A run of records

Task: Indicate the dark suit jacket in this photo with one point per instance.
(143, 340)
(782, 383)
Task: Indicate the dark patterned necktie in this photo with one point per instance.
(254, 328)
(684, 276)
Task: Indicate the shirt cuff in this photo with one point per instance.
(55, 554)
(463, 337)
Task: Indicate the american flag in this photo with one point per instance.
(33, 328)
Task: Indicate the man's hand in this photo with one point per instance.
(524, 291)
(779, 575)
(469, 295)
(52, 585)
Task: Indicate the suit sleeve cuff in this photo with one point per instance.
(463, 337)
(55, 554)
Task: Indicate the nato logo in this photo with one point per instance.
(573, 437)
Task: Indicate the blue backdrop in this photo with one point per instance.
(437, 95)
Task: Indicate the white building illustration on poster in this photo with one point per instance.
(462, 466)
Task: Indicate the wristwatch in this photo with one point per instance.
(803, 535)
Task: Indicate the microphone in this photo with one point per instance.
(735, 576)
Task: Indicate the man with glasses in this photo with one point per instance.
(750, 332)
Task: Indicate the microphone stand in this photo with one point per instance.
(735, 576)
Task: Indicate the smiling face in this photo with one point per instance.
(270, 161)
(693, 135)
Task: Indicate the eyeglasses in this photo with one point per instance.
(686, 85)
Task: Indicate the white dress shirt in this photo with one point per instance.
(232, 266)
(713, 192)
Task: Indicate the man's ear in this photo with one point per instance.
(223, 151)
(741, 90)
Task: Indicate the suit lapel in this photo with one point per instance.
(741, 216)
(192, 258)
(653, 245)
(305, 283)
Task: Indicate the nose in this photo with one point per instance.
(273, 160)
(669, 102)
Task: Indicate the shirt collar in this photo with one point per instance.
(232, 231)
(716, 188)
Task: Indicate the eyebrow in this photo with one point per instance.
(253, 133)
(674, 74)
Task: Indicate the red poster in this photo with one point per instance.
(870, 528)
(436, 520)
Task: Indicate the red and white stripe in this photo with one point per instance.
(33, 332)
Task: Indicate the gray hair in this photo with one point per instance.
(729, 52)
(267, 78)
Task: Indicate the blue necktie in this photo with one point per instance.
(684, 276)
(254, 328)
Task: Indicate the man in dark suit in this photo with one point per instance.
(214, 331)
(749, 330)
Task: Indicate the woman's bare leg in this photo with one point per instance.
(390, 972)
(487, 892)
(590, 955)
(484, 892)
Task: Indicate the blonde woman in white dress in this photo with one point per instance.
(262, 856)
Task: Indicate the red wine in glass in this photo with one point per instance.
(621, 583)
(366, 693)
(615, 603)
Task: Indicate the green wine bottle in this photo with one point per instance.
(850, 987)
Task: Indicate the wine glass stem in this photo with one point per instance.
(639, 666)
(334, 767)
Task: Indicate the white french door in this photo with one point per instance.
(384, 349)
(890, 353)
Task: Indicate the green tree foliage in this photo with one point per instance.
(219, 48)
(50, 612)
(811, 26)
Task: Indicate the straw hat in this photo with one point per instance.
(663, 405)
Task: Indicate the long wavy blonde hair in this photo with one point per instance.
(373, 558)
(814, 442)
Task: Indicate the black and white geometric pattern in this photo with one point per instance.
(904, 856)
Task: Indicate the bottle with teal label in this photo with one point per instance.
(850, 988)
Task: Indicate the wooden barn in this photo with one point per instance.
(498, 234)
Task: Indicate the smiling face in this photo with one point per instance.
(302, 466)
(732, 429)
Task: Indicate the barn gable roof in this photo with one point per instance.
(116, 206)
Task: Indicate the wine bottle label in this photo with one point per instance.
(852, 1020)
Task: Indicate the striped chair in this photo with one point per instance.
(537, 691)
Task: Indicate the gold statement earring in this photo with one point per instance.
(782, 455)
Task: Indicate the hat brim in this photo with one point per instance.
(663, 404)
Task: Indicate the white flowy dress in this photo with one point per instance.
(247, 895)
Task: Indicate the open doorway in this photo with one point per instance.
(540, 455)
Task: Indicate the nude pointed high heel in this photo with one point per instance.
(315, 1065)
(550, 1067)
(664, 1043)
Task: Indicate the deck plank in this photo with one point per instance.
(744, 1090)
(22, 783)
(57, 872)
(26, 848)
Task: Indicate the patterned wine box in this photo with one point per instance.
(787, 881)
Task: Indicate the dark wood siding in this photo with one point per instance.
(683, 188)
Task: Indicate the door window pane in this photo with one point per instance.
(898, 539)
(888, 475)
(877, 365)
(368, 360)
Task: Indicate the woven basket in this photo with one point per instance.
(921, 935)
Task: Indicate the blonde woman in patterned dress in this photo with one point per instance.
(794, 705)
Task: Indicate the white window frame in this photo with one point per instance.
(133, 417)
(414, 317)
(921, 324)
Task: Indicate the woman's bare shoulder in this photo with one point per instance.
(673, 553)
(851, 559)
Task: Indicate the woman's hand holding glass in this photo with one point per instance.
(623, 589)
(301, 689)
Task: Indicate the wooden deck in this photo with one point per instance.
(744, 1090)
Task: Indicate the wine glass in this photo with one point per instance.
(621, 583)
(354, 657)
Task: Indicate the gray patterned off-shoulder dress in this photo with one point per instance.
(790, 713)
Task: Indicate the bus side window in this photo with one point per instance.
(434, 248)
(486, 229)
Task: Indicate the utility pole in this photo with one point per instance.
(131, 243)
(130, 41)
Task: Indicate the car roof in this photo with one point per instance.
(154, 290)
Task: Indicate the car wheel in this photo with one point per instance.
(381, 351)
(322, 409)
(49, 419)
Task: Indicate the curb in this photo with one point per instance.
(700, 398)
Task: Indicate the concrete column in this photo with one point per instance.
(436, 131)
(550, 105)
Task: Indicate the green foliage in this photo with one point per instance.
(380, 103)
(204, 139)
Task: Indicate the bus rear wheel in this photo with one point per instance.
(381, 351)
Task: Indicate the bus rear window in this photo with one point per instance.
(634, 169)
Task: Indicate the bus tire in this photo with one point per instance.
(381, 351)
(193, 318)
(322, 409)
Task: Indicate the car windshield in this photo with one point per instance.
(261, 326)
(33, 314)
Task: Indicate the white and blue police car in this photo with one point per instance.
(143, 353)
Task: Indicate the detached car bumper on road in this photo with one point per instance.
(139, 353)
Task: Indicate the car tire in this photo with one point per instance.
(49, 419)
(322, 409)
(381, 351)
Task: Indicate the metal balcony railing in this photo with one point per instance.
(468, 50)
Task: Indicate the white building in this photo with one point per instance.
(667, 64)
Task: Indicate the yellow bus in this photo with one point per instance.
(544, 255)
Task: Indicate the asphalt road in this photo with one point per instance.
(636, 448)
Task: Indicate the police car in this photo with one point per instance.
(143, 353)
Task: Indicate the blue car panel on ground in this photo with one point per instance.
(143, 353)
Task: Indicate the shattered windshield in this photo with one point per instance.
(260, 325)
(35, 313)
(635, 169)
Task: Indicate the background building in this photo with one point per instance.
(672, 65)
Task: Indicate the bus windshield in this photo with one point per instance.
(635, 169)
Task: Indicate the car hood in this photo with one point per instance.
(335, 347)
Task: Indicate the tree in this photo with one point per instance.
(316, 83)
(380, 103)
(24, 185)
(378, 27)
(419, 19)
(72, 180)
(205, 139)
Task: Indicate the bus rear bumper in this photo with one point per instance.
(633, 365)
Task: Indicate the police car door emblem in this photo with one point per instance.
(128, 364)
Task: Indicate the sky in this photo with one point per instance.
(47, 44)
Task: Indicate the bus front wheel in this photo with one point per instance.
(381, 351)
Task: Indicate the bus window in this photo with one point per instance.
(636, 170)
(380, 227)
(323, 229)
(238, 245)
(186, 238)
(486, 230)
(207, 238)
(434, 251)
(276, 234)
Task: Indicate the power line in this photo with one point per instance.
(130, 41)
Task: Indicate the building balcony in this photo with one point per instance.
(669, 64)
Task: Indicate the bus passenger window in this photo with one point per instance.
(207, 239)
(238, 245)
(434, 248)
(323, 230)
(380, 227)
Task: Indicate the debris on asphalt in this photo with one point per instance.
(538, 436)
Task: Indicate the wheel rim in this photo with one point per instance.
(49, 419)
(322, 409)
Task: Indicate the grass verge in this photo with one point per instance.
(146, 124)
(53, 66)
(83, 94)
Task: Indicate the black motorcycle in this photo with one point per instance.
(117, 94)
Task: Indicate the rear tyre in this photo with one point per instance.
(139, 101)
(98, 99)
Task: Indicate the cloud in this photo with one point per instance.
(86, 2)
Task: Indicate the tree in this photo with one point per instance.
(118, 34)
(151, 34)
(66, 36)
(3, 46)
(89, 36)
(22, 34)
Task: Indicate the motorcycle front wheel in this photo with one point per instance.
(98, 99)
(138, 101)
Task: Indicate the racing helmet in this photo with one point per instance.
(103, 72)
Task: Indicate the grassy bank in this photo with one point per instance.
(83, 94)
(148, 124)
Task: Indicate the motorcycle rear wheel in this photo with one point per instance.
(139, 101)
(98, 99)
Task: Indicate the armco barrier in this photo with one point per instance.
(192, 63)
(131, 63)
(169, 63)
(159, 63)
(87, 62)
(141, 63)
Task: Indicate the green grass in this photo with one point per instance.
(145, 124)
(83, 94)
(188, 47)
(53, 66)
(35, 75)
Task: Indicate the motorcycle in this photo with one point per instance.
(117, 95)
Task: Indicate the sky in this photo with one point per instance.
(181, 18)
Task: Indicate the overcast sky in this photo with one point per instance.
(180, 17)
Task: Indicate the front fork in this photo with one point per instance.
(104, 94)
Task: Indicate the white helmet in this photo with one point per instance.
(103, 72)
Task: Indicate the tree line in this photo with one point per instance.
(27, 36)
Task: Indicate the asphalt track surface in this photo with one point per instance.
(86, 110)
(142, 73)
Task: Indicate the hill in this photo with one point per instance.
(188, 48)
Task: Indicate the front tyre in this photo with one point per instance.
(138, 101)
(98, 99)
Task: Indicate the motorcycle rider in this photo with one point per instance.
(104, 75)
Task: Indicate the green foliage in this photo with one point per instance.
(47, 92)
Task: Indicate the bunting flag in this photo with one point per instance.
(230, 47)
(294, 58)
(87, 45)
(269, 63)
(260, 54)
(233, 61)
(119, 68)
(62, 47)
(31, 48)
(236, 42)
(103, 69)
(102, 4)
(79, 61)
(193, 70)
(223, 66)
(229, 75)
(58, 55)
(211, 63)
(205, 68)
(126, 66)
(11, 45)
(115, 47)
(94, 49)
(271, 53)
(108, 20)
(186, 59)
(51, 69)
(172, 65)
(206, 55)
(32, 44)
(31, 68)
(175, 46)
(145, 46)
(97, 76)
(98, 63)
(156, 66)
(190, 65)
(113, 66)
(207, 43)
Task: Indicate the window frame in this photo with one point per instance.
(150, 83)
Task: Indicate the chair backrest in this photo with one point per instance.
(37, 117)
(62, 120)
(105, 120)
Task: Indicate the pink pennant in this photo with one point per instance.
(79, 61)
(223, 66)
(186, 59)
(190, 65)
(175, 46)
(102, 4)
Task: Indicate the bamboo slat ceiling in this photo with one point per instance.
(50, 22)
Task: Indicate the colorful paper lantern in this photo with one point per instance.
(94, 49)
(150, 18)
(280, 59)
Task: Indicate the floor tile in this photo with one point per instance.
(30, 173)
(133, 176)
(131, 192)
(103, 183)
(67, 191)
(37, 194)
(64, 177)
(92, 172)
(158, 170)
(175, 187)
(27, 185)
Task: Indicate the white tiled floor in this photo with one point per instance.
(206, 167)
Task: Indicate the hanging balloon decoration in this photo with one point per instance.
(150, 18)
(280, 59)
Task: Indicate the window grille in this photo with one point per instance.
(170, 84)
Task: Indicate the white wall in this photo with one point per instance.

:: Task to complete ::
Transcribe exactly, and only, the lines from the one bearing "Task: Indicate the bamboo" through the last line of the entries, counting both.

:: Answer for the task ::
Task: Indicate the bamboo slat ceiling in this photo with one point per instance.
(50, 22)
Task: Indicate the colorful paper lantern in this photo with one point per instance.
(94, 49)
(150, 18)
(280, 59)
Task: Indicate the floor tile in this photo with one point per instance.
(30, 173)
(133, 176)
(131, 192)
(103, 183)
(67, 191)
(37, 194)
(64, 177)
(92, 172)
(158, 170)
(175, 187)
(27, 185)
Task: Indicate the white tiled floor in this photo with one point per instance.
(206, 167)
Task: Indicate the hanging balloon decoration in this photo with one point per instance.
(150, 18)
(280, 59)
Task: Indicate the window grille in this photo with one point per instance.
(170, 84)
Task: Indicate the white wall in this photo with one point per instance.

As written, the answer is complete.